(Records of labeled points)
++++++++

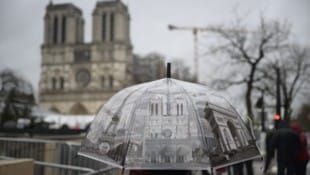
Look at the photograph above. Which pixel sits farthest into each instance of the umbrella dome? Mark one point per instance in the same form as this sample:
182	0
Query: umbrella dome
168	124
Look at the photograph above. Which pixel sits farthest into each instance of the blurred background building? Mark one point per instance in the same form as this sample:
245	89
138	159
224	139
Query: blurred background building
78	77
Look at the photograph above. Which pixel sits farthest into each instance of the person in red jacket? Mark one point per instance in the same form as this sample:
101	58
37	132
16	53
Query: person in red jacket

++++++++

• [WHAT THE TASK ASKS]
Could you rescale the material above by writing out all of its lines again, requests included, with every point coordinate in the answers multiplied by 1.45 and rounded to a whole number, halves rounding up? Keep the sample coordinates in the requests unchanged, and leave the pictures out.

• [THE RESPONSE]
Look at the photograph above. Which pixel sits farthest into each instance of the umbrella dome? Mark one point per instance in the same form as this sample:
182	0
Query: umbrella dome
244	180
Look at the photograph above. Which pixel sits farthest into each instance of the blurred background building? Mark one point per instance in the same form as this sample:
245	89
138	159
224	139
Query: blurred background building
113	112
Look at the photograph above. Which pixel sits farthest into each instance of the person in red jacket? Mark one point per instance in the same form as this sample:
101	58
37	132
16	53
Query: person in red jacket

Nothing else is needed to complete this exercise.